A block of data
=-=-=-=-=

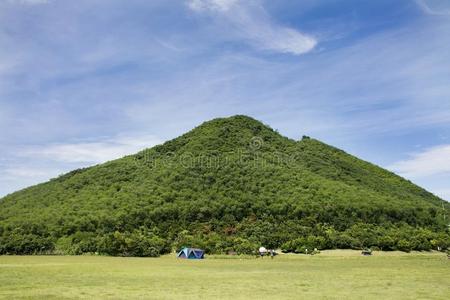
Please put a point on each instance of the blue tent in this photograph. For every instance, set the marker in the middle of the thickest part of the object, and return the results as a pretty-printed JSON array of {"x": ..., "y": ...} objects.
[{"x": 191, "y": 253}]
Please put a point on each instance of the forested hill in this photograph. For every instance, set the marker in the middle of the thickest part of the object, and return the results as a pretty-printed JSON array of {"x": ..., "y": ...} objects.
[{"x": 231, "y": 184}]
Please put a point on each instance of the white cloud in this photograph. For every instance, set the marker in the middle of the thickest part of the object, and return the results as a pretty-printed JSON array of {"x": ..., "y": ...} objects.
[
  {"x": 212, "y": 5},
  {"x": 432, "y": 161},
  {"x": 29, "y": 2},
  {"x": 435, "y": 7},
  {"x": 251, "y": 22},
  {"x": 93, "y": 152}
]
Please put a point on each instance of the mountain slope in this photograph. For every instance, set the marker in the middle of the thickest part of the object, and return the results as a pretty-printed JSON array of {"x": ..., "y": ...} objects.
[{"x": 229, "y": 184}]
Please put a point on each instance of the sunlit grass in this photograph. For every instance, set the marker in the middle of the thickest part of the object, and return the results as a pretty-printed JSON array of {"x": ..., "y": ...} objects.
[{"x": 330, "y": 275}]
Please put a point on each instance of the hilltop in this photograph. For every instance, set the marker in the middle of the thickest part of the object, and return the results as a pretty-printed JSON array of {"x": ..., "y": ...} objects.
[{"x": 229, "y": 184}]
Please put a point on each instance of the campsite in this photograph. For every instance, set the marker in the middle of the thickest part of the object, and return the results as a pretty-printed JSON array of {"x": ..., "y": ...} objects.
[{"x": 339, "y": 274}]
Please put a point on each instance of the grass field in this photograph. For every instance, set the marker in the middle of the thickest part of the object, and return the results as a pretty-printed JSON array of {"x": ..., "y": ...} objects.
[{"x": 330, "y": 275}]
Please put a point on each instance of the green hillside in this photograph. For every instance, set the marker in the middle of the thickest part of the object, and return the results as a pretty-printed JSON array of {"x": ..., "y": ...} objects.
[{"x": 231, "y": 184}]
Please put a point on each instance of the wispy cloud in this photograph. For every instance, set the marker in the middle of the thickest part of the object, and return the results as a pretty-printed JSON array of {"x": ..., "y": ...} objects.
[
  {"x": 100, "y": 151},
  {"x": 432, "y": 161},
  {"x": 250, "y": 21},
  {"x": 29, "y": 2},
  {"x": 435, "y": 7},
  {"x": 31, "y": 164}
]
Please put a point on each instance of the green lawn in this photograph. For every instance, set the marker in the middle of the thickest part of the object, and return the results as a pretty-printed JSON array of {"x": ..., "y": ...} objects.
[{"x": 330, "y": 275}]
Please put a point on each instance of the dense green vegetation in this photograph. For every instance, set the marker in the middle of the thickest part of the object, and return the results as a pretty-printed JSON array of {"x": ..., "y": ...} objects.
[{"x": 231, "y": 184}]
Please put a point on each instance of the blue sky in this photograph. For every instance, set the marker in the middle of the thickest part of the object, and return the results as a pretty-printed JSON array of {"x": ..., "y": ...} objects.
[{"x": 83, "y": 82}]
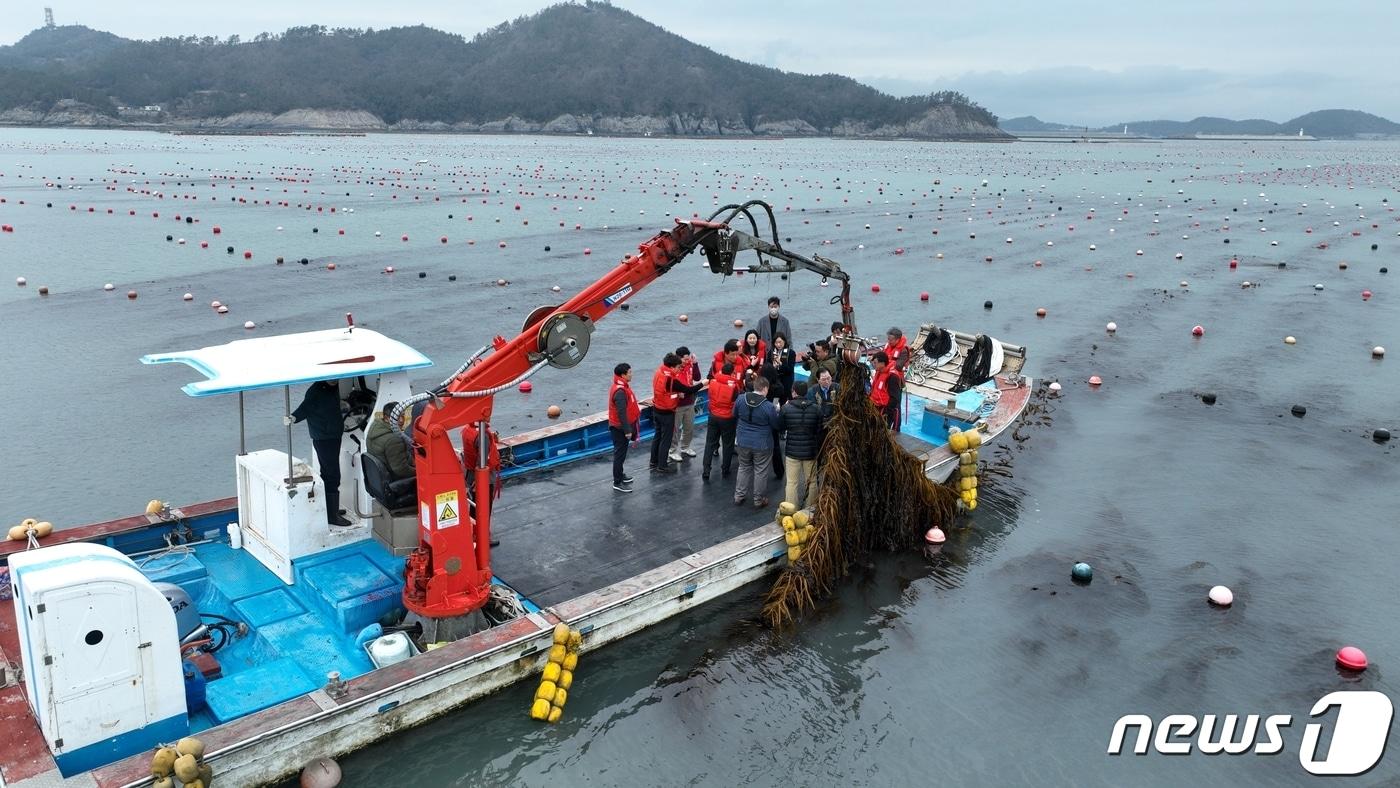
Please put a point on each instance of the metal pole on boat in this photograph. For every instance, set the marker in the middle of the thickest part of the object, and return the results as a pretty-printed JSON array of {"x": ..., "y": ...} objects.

=-=-=-=-=

### [PROMPT]
Write out, exactly, each line from the one containing "Please put a point on each instance of the wispy" down to the final line of the data above. Both of those lines count, and the pictures are left out.

### [TASK ANSWER]
Please put a point on each instance of the wispy cloud in this photograph. For every instance, set the marker in the middle of the thickest part of the object, and return the results as a pretty-printed JSON array of {"x": ..., "y": ...} objects.
[
  {"x": 100, "y": 151},
  {"x": 432, "y": 161},
  {"x": 250, "y": 21},
  {"x": 29, "y": 2},
  {"x": 435, "y": 7},
  {"x": 31, "y": 164}
]
Please put a point on each instance of the green lawn in this photograph. For every instance, set the marker in the middle of the thickest part of the object, and return the results as a pretty-printed JSON array of {"x": ..., "y": ...} objects.
[{"x": 330, "y": 275}]
Please put a point on each instance of the dense green vegetation in this photograph. For every instance, set the marker in the middle of the thickest part of the object, and return the results as a pretty-printed JSON array of {"x": ..., "y": ...} objects.
[{"x": 231, "y": 184}]
Please put a point on each instance of the blue sky in this photograph. For every instance, set the marker in the middle of the thickest part of the object, and return the results as a pretty-printed JSON array of {"x": ..., "y": ...} objects.
[{"x": 83, "y": 82}]
Please put a point on each instance of the metal pole on boat in this photograph. For every instance, set the marker in the middle of the thickest part of the object, and return the results as a pretty-printed JSON array of {"x": ..., "y": ...} objects.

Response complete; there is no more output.